Exercise brief => Copy all the material that follows, keeping every character the same.

Extracted material =>
○ ○ ○ ○

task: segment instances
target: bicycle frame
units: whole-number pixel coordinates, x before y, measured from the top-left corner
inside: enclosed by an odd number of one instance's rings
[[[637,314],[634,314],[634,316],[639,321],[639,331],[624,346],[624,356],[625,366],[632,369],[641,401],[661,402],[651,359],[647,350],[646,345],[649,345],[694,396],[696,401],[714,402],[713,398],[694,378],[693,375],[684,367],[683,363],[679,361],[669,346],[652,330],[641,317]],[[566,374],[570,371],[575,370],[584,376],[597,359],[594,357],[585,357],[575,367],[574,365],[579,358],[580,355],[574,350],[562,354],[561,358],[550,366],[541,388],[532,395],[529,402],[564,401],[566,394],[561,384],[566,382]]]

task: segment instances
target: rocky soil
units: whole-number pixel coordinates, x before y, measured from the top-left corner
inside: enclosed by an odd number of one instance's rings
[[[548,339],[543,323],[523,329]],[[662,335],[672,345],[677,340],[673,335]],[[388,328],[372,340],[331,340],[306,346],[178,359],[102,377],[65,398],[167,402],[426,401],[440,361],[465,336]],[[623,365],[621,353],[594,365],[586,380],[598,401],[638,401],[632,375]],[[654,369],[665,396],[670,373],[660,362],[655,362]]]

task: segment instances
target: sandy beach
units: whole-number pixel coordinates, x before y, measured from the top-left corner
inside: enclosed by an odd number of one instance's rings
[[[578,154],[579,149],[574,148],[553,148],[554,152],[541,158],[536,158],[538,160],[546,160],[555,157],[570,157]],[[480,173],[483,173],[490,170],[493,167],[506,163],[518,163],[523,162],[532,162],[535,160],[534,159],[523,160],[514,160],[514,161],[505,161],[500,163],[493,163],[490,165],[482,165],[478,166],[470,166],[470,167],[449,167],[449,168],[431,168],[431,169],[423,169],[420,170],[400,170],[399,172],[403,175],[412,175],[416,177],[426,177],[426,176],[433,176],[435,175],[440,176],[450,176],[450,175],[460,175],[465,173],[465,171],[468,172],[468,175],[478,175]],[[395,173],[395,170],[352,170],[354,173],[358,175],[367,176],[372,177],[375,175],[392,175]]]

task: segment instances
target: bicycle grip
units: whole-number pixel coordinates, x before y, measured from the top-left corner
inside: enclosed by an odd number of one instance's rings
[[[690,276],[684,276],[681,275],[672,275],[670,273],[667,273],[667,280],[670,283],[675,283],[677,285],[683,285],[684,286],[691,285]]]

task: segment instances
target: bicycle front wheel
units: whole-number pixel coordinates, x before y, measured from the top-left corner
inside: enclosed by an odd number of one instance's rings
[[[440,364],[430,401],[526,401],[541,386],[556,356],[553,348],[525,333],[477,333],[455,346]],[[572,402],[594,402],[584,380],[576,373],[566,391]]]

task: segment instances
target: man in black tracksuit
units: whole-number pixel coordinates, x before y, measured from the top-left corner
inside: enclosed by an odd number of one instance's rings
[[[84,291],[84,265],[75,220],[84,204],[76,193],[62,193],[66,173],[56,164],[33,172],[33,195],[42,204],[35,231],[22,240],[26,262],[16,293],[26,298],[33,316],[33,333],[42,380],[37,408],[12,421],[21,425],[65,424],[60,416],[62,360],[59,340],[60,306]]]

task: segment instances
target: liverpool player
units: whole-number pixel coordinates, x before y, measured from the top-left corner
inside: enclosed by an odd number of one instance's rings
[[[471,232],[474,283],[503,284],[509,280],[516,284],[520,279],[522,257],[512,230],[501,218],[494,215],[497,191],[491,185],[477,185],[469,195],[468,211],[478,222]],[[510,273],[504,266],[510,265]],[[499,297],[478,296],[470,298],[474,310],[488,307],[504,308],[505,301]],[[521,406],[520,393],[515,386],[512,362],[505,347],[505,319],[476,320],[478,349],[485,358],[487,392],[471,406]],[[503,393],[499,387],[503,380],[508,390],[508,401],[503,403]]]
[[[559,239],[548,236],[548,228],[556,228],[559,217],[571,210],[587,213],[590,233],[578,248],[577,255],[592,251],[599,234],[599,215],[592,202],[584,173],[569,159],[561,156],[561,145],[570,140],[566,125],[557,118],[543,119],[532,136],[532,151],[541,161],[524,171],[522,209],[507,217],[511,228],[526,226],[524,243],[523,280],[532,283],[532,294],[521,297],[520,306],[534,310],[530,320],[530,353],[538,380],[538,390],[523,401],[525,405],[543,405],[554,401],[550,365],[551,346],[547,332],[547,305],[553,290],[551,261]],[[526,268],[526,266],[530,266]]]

○ ○ ○ ○

Answer to this exercise =>
task: segment instances
target: bicycle frame
units: whole-number pixel coordinates, x before y, measured from the top-left corner
inside: enclosed by an odd number of one instance's rings
[[[637,314],[634,314],[634,316],[639,321],[639,331],[624,346],[624,356],[625,366],[632,369],[641,401],[661,402],[651,359],[647,350],[646,345],[649,345],[694,396],[696,401],[714,402],[713,398],[694,378],[693,375],[684,367],[683,363],[679,361],[669,346],[652,330],[641,317]],[[566,374],[570,371],[575,370],[584,376],[597,359],[594,357],[585,357],[575,367],[574,365],[579,358],[580,355],[574,350],[562,354],[561,358],[550,366],[541,388],[532,395],[529,402],[564,401],[566,394],[561,384],[566,382]]]

task: segment instances
target: rocky soil
units: whole-number pixel coordinates, x before y, measured from the top-left corner
inside: enclosed by an odd number of one instance's rings
[[[548,339],[543,323],[523,329]],[[662,335],[672,345],[677,340],[673,335]],[[388,328],[372,340],[331,340],[306,346],[178,359],[102,377],[65,398],[167,402],[426,401],[440,361],[465,336]],[[623,365],[621,353],[594,365],[586,380],[598,401],[638,401],[632,375]],[[654,369],[665,396],[670,373],[660,362],[655,362]]]

task: segment instances
target: sandy beach
units: whole-number pixel coordinates, x before y, measured from the top-left corner
inside: enclosed by an odd number of one instance's rings
[[[578,154],[579,149],[574,148],[553,148],[554,152],[541,158],[536,158],[538,160],[546,160],[555,157],[570,157]],[[480,173],[483,173],[490,170],[493,167],[506,163],[518,163],[523,162],[532,162],[535,160],[534,159],[523,160],[514,160],[514,161],[505,161],[500,163],[493,163],[490,165],[482,165],[478,166],[470,166],[470,167],[449,167],[449,168],[431,168],[431,169],[423,169],[420,170],[400,170],[399,172],[403,175],[412,175],[416,177],[426,177],[426,176],[433,176],[435,175],[440,176],[450,176],[450,175],[460,175],[465,173],[465,171],[468,172],[468,175],[478,175]],[[395,173],[395,170],[352,170],[354,173],[358,175],[367,176],[372,177],[375,175],[392,175]]]

task: segment instances
target: bicycle grip
units: whole-number pixel coordinates, x before y, measured from the top-left corner
inside: enclosed by an odd number of one instance's rings
[[[690,276],[684,276],[681,275],[672,275],[670,273],[667,273],[667,280],[670,283],[675,283],[677,285],[683,285],[684,286],[691,285]]]

task: segment instances
target: bicycle front wheel
units: whole-number pixel coordinates, x before y, measured from the top-left corner
inside: enclosed by an odd number of one instance's rings
[[[440,364],[430,401],[526,401],[541,386],[556,356],[553,348],[525,333],[477,333],[455,346]],[[572,402],[594,402],[584,380],[576,373],[566,391]]]

task: segment instances
target: man in black tracksuit
units: whole-number pixel coordinates, x before y, measured from the top-left corner
inside: enclosed by an odd number of one instance's rings
[[[84,291],[84,265],[75,220],[84,204],[76,193],[62,193],[66,173],[56,164],[33,172],[33,195],[42,204],[35,231],[22,240],[26,262],[16,293],[26,298],[33,316],[33,333],[42,380],[37,408],[12,421],[21,425],[65,424],[60,416],[62,360],[59,340],[60,306]]]

task: segment instances
target: liverpool player
units: whole-number pixel coordinates, x before y, measured from the top-left corner
inside: enclosed by an odd number of one instance's rings
[[[471,232],[474,283],[503,284],[509,280],[516,284],[520,279],[522,257],[512,230],[501,218],[494,215],[497,191],[491,185],[477,185],[469,195],[468,211],[478,222]],[[510,273],[504,266],[510,265]],[[499,297],[478,296],[470,298],[474,310],[488,307],[504,308],[505,301]],[[521,406],[520,393],[515,386],[512,362],[505,347],[505,319],[476,320],[478,349],[485,358],[487,392],[471,406]],[[503,393],[499,387],[503,380],[508,390],[508,401],[503,403]]]
[[[559,239],[548,236],[548,228],[556,228],[559,217],[571,210],[587,213],[590,233],[578,248],[577,255],[592,251],[599,234],[599,215],[592,202],[584,173],[569,159],[561,156],[561,145],[570,140],[566,125],[557,118],[543,119],[532,136],[532,151],[541,161],[524,171],[522,209],[507,217],[511,228],[526,226],[524,243],[523,280],[532,283],[532,294],[521,297],[520,306],[534,310],[530,320],[530,353],[538,380],[538,390],[523,401],[525,405],[543,405],[554,401],[550,365],[551,346],[547,332],[547,305],[553,290],[551,261]],[[526,268],[526,266],[530,266]]]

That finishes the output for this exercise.